(Task list)
1. In the detention passage, rewrite the part from "Ugh. I recognize" up to and including "detention it is.", changing "detention" to "custody".
2. Continue the detention passage from its final line.

(Passage shown)
--- START ---

Ugh. I recognize this, this over polite deferral to authority. When I rode with cops, same thing. Overly polite, kept my hands visible at all times. Didn’t want anyone to mistake a pen for a gun. Stakes just felt so high. I guess it’s the same thing now. I can’t piss him off. Ok, overly polite is ok. Stakes are just so high for something “voluntary.”

Sure William. I can just fill in the paperwork to extend his time in detention. This is the date that works for us. Thanks.”

“Ok, so it’s still voluntarily to leave on that date. Ok. Thanks.”

More time in detention it is.

[click]

— — — -

[Travelocity]

I’ve been to this site a gazillion times.

Oh. Oh. I guess it’s going to be different.

I guess I choose “one-way.”

“Choose.”

Guess he won’t want the return ticket.

“Want.”

[next screen]

Shit. Will he be handcuffed? Is that a “special assistance” thing?

What are my choices?

--- END ---

(Material provided)
--- START ---

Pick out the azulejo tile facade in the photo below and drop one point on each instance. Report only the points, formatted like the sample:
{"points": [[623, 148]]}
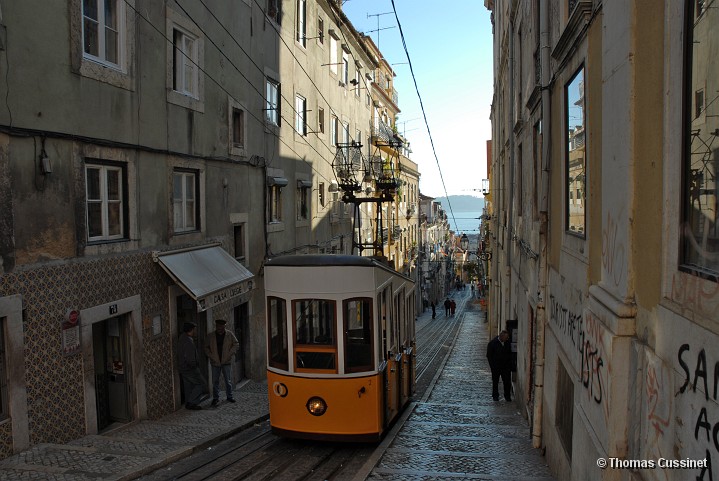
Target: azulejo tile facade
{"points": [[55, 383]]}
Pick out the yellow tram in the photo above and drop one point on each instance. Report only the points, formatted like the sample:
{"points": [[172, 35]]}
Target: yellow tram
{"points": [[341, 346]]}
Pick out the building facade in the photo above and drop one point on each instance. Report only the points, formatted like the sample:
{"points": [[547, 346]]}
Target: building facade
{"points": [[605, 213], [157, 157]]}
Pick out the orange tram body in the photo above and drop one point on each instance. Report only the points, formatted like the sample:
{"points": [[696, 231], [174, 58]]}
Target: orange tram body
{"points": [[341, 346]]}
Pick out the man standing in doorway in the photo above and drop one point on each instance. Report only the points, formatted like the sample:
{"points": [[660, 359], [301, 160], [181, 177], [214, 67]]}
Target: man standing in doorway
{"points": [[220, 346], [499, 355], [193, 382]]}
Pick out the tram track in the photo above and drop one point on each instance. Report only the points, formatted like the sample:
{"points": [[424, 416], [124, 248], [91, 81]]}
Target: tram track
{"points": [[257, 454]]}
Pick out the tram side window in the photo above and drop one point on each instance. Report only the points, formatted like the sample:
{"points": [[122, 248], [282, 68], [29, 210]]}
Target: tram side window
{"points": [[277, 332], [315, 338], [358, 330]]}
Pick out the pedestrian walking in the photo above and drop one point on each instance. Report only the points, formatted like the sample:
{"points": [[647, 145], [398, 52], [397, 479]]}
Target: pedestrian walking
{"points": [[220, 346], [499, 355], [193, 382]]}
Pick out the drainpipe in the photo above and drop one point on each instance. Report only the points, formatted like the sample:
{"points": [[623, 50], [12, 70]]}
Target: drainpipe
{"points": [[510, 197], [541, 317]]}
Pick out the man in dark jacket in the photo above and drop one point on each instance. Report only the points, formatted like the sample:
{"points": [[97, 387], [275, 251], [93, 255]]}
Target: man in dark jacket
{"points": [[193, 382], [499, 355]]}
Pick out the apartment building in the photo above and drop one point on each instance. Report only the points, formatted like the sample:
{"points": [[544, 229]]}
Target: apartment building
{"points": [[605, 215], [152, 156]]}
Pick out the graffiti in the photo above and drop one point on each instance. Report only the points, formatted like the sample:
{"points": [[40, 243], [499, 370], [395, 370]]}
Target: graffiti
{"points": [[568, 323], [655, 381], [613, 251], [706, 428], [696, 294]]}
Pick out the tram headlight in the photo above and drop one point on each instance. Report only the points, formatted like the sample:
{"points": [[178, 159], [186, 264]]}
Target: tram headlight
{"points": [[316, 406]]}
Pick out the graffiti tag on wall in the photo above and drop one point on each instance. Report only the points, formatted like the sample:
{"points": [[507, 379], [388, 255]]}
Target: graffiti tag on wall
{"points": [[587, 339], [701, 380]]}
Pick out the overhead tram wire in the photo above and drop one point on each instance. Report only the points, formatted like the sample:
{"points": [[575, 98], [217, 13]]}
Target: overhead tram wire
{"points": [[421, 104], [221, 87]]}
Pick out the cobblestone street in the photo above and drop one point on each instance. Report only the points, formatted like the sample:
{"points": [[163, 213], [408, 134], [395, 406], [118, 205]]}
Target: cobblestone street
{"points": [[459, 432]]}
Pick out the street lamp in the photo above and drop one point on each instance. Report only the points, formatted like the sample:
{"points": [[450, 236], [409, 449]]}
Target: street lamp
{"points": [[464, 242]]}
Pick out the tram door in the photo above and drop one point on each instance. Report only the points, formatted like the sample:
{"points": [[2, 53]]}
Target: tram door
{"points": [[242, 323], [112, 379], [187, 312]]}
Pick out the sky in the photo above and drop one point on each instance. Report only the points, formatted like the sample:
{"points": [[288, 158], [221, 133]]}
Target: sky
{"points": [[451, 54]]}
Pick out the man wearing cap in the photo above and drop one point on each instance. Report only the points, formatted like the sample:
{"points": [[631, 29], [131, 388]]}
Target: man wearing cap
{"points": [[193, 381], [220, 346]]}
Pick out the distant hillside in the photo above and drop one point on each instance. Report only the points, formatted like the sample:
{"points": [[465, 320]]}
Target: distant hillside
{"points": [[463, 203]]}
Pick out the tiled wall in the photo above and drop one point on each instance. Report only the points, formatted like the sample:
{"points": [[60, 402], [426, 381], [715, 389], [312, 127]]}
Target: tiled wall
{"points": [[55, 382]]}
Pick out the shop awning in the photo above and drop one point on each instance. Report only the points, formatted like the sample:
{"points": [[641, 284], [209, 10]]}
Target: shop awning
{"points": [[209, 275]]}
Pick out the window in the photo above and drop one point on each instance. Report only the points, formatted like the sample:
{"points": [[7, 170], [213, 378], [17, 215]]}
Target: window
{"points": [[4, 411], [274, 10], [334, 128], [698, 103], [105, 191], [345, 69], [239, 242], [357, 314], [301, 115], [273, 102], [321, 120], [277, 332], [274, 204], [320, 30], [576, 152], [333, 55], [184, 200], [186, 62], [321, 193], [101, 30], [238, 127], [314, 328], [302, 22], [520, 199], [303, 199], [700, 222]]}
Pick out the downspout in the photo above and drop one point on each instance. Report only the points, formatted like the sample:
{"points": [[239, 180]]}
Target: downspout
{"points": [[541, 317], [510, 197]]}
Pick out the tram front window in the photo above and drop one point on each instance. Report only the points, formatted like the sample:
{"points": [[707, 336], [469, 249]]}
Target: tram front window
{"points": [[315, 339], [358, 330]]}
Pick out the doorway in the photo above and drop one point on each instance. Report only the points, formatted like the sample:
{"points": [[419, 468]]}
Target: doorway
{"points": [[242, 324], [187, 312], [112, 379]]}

--- END ---
--- START ---

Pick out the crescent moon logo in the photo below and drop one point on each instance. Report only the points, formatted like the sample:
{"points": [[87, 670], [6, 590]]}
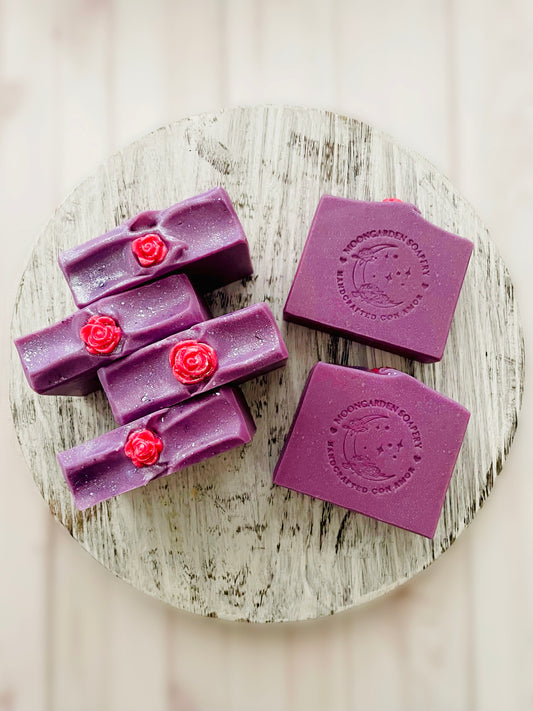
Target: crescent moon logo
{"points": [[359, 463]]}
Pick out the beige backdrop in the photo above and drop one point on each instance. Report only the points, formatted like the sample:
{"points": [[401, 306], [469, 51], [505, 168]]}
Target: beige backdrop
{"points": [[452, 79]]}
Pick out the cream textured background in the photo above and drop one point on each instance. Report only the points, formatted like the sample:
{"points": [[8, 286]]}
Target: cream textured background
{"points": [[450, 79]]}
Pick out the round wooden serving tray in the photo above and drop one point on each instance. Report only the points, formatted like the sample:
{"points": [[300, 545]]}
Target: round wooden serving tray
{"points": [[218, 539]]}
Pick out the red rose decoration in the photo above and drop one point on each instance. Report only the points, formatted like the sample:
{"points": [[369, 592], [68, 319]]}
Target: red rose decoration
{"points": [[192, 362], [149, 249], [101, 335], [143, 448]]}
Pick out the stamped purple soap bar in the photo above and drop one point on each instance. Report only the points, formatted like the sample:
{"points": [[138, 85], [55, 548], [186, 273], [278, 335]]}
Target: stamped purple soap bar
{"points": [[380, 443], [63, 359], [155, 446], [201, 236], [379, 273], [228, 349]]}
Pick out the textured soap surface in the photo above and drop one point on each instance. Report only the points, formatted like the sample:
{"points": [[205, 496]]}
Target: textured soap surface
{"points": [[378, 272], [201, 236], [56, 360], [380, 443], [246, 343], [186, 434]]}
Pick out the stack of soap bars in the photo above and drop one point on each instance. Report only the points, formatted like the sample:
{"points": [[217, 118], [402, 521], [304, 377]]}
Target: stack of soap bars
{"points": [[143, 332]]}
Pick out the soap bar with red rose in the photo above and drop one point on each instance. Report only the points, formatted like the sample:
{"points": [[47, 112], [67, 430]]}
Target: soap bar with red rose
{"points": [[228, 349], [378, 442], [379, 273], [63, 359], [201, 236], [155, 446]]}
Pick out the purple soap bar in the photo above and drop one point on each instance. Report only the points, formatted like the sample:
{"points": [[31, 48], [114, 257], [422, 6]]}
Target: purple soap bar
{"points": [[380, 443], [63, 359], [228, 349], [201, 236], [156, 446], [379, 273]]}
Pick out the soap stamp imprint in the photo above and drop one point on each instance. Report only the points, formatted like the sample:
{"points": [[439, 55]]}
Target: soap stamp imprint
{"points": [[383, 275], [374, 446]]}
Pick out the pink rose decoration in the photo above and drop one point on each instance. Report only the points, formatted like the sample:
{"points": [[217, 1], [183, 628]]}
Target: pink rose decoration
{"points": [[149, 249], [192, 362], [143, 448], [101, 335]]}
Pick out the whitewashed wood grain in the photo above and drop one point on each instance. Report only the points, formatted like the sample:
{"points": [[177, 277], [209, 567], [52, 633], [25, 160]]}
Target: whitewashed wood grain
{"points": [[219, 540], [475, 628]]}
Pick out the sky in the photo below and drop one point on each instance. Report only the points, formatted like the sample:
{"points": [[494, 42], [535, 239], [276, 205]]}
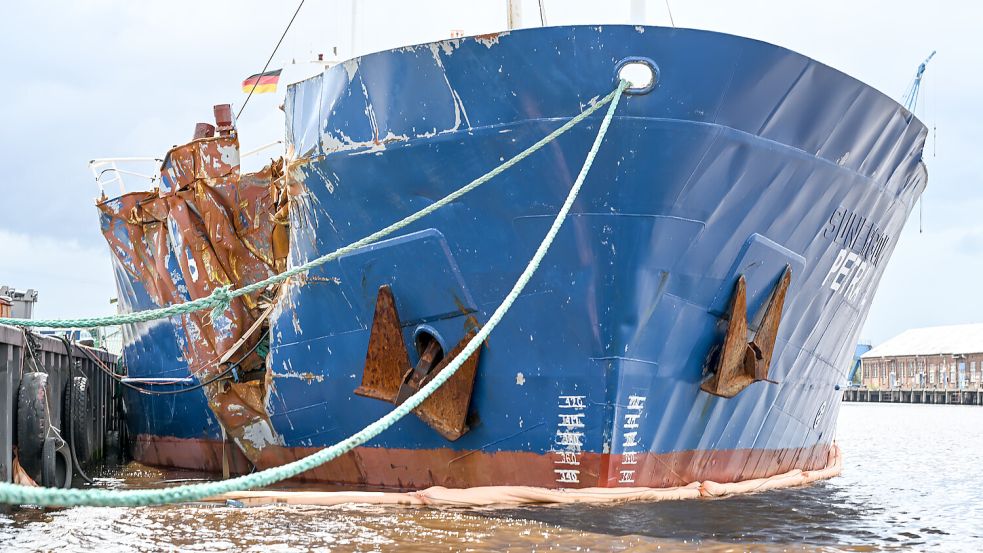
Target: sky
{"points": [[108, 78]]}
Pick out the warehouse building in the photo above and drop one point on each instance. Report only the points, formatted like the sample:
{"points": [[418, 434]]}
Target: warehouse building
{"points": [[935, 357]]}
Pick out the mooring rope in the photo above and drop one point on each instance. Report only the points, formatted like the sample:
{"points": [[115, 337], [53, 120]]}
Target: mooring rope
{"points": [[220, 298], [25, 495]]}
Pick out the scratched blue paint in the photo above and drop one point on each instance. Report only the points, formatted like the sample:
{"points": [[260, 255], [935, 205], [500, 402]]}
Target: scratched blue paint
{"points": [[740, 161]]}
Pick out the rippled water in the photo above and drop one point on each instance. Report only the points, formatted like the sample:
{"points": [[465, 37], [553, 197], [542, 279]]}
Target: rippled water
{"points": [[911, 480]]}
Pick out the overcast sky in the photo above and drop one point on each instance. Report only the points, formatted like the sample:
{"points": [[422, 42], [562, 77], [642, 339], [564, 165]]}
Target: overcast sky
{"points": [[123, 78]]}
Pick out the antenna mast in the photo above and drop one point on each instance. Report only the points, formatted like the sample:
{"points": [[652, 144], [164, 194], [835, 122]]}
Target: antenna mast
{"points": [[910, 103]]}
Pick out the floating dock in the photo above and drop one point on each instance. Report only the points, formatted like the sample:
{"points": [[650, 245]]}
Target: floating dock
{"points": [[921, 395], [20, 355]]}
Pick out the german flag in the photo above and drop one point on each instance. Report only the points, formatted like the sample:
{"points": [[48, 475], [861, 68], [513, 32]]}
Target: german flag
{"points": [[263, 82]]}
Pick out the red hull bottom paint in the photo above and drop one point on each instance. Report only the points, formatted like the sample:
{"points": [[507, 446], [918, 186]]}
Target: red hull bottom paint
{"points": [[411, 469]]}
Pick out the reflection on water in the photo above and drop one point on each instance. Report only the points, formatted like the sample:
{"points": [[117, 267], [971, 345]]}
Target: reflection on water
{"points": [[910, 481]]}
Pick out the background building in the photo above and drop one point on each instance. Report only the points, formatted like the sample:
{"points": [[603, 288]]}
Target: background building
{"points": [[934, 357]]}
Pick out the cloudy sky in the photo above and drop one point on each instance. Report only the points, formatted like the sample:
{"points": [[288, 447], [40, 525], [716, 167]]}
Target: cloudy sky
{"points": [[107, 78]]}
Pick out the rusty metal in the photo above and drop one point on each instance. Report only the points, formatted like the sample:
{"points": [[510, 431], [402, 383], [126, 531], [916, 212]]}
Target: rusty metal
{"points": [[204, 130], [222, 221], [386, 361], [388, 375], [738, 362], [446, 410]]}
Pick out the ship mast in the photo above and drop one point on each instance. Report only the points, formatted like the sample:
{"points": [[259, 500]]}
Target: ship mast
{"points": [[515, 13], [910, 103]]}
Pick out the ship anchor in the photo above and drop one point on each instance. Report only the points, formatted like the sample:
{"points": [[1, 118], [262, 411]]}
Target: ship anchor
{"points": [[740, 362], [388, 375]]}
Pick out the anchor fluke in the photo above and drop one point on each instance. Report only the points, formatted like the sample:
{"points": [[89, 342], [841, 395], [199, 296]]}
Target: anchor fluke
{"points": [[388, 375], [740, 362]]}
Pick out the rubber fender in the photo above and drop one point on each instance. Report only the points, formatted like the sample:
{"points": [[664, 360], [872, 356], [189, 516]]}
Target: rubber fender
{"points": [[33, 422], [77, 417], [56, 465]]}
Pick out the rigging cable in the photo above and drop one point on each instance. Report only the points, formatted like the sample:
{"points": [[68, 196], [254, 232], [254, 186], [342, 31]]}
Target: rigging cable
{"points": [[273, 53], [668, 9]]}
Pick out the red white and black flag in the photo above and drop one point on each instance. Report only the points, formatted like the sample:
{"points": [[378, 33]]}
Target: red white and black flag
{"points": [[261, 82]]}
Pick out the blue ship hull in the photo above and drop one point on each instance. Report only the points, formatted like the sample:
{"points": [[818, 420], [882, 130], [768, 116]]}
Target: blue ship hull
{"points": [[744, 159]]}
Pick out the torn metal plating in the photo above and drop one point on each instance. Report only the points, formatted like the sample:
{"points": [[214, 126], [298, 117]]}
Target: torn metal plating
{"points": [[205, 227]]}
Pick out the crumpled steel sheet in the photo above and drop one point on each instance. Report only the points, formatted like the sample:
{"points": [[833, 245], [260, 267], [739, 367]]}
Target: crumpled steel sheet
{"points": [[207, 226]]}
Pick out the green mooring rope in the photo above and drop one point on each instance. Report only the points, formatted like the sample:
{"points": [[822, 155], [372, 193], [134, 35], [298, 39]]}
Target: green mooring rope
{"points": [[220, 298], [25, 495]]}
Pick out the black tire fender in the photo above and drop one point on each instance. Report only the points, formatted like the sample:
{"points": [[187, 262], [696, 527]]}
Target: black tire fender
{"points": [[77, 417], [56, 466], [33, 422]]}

--- END ---

(Answers for the tasks)
1.
Ugh. I recognize this, this over polite deferral to authority. When I rode with cops, same thing. Overly polite, kept my hands visible at all times. Didn’t want anyone to mistake a pen for a gun. Stakes just felt so high. I guess it’s the same thing now. I can’t piss him off. Ok, overly polite is ok. Stakes are just so high for something “voluntary.”

Sure William. I can just fill in the paperwork to extend his time in custody. This is the date that works for us. Thanks.”

“Ok, so it’s still voluntarily to leave on that date. Ok. Thanks.”

More time in custody it is.

2.
No I guess there’s nothing to select here. I guess if he is cuffed, he doesn’t get special assistance.

[next screen]

Suitcases?

Damnit.

“Hey William.”

“Hello Agent Carter. Should I be paying for a suitcase?”

I’ve delivered suitcases before. A bunch of us have. A bunch of us with licenses. We volunteer to do that too. We volunteer because the risk is too great for an undocumented sister to drive license-less across 94 and walk into the ICE office to deliver a suitcase. We volunteer so that one deportation does not become many. Family stuff those suitcases with clothes, toothbrushes, soap, anything that says “I love you.” They have to. Only people with licenses get to say goodbye sometimes.

“He can have a suitcase. You can pay or he can pay for it at the gate. He can have one if he wants one. But don’t put money or valuables in it.”

“Thank you.

“Yep.”

—-

Ok, I got it all I think. December 5th. DTW Mexico City San Pedro Sula. Yes to a suitcase.

No. No hotel. Won’t be wanting that. No rental car. Won’t want that either.

No return ticket.

— -

[Text messaging]

Yo: Hola Ángeles. Acabo de hablar con el agente. Dice k el 5 esta bien, será salida voluntaria.

Ángeles: GRACIAS. MIL GRACIAS.

Good God why is she thanking me. The agent knows my fucking name. I’m doing his job. Why is she thanking me.

Yo: No hay problema. Ya compré el boleto.

Ángeles: ¿Y la maleta?

Yo: Si, bajo de 40 libres.

Ángeles: GRACIAS.¿Y cuando llega Carlos en San Pedro?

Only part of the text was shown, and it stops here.